AIM: Starting at the line that contains "Where is the ski" and continuing through the end of the records, reproduce every line, requests included, and increase each coordinate value in the answers by 47.

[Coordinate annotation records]
%%

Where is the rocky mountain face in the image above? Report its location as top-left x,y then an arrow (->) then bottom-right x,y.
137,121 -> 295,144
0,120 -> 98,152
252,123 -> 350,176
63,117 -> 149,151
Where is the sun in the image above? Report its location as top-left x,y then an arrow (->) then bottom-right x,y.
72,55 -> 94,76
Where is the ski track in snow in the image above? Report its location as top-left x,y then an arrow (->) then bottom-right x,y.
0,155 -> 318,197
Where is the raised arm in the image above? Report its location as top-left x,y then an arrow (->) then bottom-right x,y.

%%

FINISHED TASK:
Where is the ski track in snow in the image above? Report its location as top-left x,y then an arrow (->) then bottom-right x,y.
47,202 -> 365,244
Where is the raised arm in the image above? Report its location as top-left x,y then an arrow (->) then bottom-right x,y.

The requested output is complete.